DATA FOR THE TASK START
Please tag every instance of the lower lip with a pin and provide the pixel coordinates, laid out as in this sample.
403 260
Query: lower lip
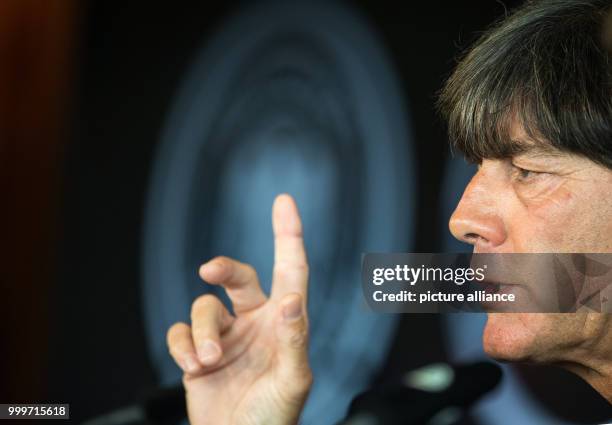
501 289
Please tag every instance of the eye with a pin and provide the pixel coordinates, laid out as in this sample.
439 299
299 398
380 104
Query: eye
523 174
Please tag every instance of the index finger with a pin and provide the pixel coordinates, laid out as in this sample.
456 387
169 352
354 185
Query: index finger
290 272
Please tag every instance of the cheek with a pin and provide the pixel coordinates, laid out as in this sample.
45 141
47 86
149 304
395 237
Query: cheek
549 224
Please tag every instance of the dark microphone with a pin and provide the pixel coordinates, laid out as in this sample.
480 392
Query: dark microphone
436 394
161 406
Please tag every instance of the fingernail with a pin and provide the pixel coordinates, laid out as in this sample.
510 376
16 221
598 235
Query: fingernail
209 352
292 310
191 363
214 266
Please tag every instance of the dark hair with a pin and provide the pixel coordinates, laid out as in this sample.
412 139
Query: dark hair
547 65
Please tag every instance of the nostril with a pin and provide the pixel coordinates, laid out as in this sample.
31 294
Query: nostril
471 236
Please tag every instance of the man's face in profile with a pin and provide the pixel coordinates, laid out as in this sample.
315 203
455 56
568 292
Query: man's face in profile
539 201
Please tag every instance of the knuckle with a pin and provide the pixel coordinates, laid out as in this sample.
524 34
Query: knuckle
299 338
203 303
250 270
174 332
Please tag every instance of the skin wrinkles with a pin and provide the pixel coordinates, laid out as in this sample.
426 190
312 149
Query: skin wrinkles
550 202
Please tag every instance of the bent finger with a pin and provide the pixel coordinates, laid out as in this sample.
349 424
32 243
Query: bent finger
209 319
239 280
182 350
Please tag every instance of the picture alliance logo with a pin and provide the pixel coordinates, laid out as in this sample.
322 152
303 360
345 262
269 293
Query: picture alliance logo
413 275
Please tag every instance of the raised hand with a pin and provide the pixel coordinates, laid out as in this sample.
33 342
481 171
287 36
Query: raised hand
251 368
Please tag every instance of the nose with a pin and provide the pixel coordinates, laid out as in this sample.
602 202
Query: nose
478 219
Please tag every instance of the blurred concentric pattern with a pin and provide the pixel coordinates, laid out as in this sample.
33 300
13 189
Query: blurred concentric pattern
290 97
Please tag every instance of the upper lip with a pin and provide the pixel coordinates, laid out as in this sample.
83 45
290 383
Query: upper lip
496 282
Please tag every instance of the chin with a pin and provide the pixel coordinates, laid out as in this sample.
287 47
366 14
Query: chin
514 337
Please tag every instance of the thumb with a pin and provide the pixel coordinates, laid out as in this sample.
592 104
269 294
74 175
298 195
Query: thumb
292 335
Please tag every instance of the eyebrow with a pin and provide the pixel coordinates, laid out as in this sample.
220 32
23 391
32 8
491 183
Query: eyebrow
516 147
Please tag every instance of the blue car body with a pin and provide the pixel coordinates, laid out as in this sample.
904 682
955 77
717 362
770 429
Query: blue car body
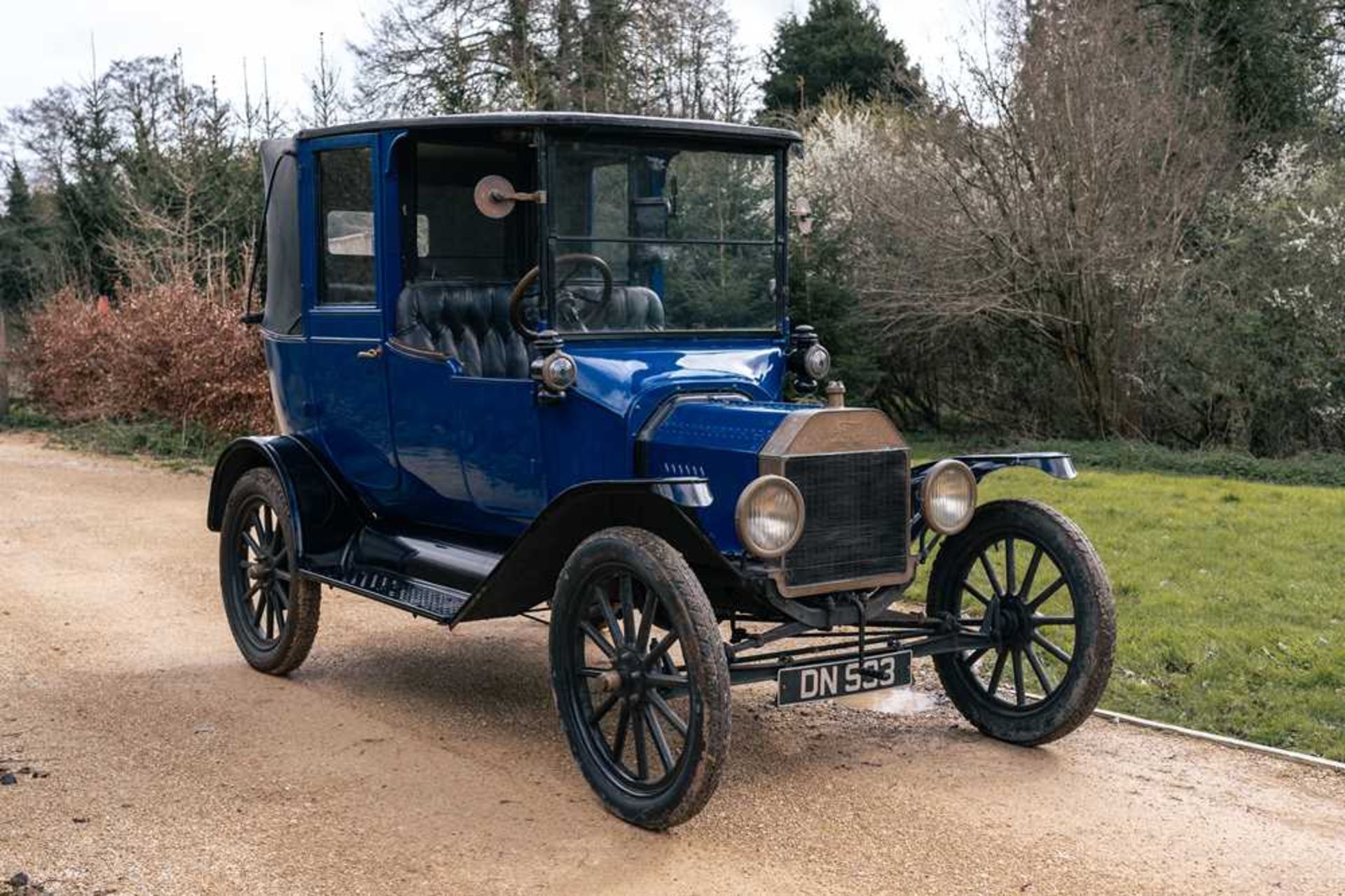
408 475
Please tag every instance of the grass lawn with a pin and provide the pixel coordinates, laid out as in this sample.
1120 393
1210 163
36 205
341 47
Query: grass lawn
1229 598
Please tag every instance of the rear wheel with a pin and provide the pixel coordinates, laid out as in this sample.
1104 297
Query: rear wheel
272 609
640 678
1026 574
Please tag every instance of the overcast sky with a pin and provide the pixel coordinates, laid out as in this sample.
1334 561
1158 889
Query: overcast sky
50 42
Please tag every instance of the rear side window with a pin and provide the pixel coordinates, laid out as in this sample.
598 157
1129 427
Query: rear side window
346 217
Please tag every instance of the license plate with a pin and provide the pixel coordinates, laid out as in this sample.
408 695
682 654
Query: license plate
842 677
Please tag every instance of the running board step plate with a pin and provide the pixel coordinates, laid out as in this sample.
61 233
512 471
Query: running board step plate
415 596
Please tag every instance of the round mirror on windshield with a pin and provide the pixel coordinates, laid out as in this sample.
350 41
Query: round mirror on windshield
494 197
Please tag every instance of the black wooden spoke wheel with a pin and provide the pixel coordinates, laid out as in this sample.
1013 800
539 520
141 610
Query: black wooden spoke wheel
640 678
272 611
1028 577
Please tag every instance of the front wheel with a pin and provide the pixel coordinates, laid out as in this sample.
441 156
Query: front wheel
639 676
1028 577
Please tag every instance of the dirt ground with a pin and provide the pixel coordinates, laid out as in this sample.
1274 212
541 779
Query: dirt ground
DATA FOR THE TASK END
**TASK OBJECTIVE**
Exact copies of all the entries, without any pictures, are what the answer must contain.

**OUTPUT OF THE EXERCISE**
Please tag every instance of the lower lip with a pin and provide the pixel coordinates, laid out as in this sample.
403 260
Query: lower lip
501 289
Please tag every instance of the eye with a pin and provide the pixel coordinates, laid out as in this sample.
439 299
299 398
380 104
Query: eye
523 174
Please tag every instance of the index finger with a pin and provide the pixel coordinates, laid out as in this sample.
456 387
169 352
354 185
Query: index finger
290 272
Please tag every instance of the cheek with a pin and provide the pixel coordinates, laid out as in this sample.
45 141
47 86
149 304
395 237
Query: cheek
549 224
Please tag every instance of the dark microphone with a pin and provide the pixel coordinates, laid out as in this sample.
480 392
Query: dark microphone
436 394
161 406
Please tag every instance of the fingernail with a pin and provide the pixel coordinates, laid out as in this sample.
510 376
16 221
598 235
Query: fingernail
209 352
292 310
191 363
214 266
Please tag every instance of the dark hair with a pin and provide the pixel coordinates, laid out as in this sample.
412 139
Query: dark hair
547 65
Please tag every instance of the nostril with a pin and provide the pixel coordinates, laid out as in this sample.
31 294
Query: nostril
471 236
Please tag every instance of the man's face in profile with a pin and provide the pixel coordinates, laid out as in this sample.
315 203
455 56
568 292
Query: man's face in profile
539 201
Please tag every instance of the knuckle with a pin and provide the pixel coordinates, laid out as in this sample.
524 34
Query: knuckle
299 338
203 303
250 270
174 332
Please tag every instance of the skin wrinkles with a pin and provide the pixel coordinates, laid out as in this sample.
426 190
312 149
Query: skin wrinkles
550 202
Please tag every instance of the bent finger with a pin and provide the pixel coordinates, laid out as in this sample.
349 424
32 243
Query: bent finger
209 319
239 280
182 350
Please tag every instance of the picture alliance logo with a pin and provide the pixel coordinates, laid out as in this sample.
322 152
303 360
345 262
269 293
Query: picture alliance logo
413 275
Please tag every instance of the raised hand with a pin and provide the pixel coordinates, laid out as in this sample.
33 342
481 171
287 36
Query: raised hand
251 368
Please tag every instance of the nose with a pin and provide the pixel coordinates, laid out as in this sample.
602 202
Query: nose
478 219
Please tag every instance of the blurred concentric pattern with a pin and provide the pixel coordinates, laid out as in this sample.
33 300
13 189
Query: blurred concentric pattern
290 97
Please tag every instance of the upper lip with a pin and provide the pixel coordinates, laid out as in this sample.
83 45
290 383
Query: upper lip
496 282
Please tag every instance of the chin with a pin and provide the pixel coordinates, laid out as in this sample.
287 47
366 14
Query: chin
514 337
Please tag every instance of the thumb with a pin and provide the pixel coordinates, laid out as in this sample.
592 104
269 294
74 175
298 195
Query: thumb
292 335
Please tag every instance of the eyebrow with a pin and provide the pixel coordinates, laid out as in this sample.
220 32
23 391
32 8
491 183
Query: eyebrow
516 147
Please tag every instance of the blue car body with a pin and provide the pixel coordinates, laid out as in this sample.
904 682
955 77
717 362
770 429
Query: blue car body
408 475
Please tag every instance of the grass lawn with a pin and provide the pixel coordinates, laid out as in this sample.
1120 393
1210 163
36 205
341 47
Query: grass lawn
1229 598
Please tag every instance of the rear wheel with a pin and provide the pixel coordinates, laid out as in this sample.
1104 297
Query: rear wheel
272 609
640 678
1026 574
Please tag every instance of the overcast sky with a pin and provide the pixel coordinates, laid out as in this sample.
1334 561
1158 889
Query: overcast sky
50 42
Please tag every instance of the rear side window with a pin and provide the pixel coordinates, laid out as in this sample.
598 157
1129 427
Query: rear side window
346 217
Please tag every instance of the license plate with a pin and provide the pixel coordinates, laid out as in this sample.
408 695
682 654
Query: license plate
842 677
Please tag every instance of the running board step plate with a pin and provide the pixel coordinates, laid out as in this sample.
61 233
512 471
Query: running board step plate
415 596
Please tag every instance of the round mirror on windshield with a pin and provide the pixel coordinates, laid out as in this sample.
350 41
Query: round mirror on windshield
494 197
Please tag every instance of the black wooden spoke wheel with a pin and provide the pixel coordinates, laid out as in this sample.
1013 800
539 520
141 610
Query: black wooden spoke wheel
640 678
272 611
1028 577
Please tag every instance of the front wheel with a pin and provide the pixel coordinates, laid out as in this sample.
441 156
Query: front wheel
639 676
1028 577
Please tag every instance of the dirt ground with a pin and provide the pixel coordinates, laid out as in this sample.
1274 212
541 779
Query: dirt ground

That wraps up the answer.